*Passage shown*:

Nurses at San Francisco's Chinese Hospital strike

Registered nurses at Chinese Hospital in San Francisco have begun a one-day strike to protest what they view as substandard workplace and economic conditions, according to hospital and union statements. 

The strike began at 7:30 a.m. May 25 and is scheduled to end at 7:29 a.m. May 26.

Striking members of the California Nurses Association/National Nurses United are practicing social distancing, and a limited number of nurses are participating in each part of the day's activities, the union said. Activities include picketing outside the hospital, a march to Portsmouth Square in the city's Chinatown area, and a Zoom rally. 

The hospital said it will remain open and ready to serve the community during the walkout. 

"Our goal has always been to serve our Chinatown community, which has had to endure so much, including horrible physical attacks," CEO Jian Zhang, DNP, said in a May 25 news release. "The CNA strike is just the latest obstacle we face. But Chinese Hospital will never waiver from its mission of being the people's hospital."

As a precaution, the hospital will have extra security on hand to ensure the safety of patients and employees, it said. The hospital said it also took steps to have other nurses available to take the "handoff" between day shift and night shift nurses so that striking nurses would not have to work the first 30 minutes of their day shift — from 7 a.m. to 7:30 a.m. — and then leave for the picket line.

The union, which represents more than 100 nurses at the facility, has been in negotiations with the hospital since February 2020. 

Union members contend substandard workplace and economic conditions have driven away experienced nurses and negatively affect the hospital's ability to recruit new workers and that the hospital has refused to provide bedside nurses with adequate meal and break relief. 

"For the past year, we've given Chinese Hospital numerous proposals aimed at improving staffing, patient care and retention of nurses for our patients and our community," Sherry Yee, RN, said in a May 20 news release. "Instead, the hospital administration has failed to create a better working environment that allows us to provide proper care for our patients to the best of our ability."

The hospital called the strike "misguided" and said it has offered union members a generous proposal that includes average wage increases of 6.4 percent.

*Aim of the exercise*:
Using the article on the nurses' strike, explain in one to three sentences why the hospital arranged for other nurses to take the "handoff" between day and night shifts.

*Dataset records*:

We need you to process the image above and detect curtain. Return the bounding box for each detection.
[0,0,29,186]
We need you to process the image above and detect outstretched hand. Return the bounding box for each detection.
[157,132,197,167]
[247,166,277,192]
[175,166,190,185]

*Solution to the exercise*:
The hospital made this arrangement so the striking nurses would not have to work the first 30 minutes of their day shift, from 7 a.m. to 7:30 a.m., and then leave for the picket line. The strike began at 7:30 a.m., so other nurses covered the handoff in that half hour.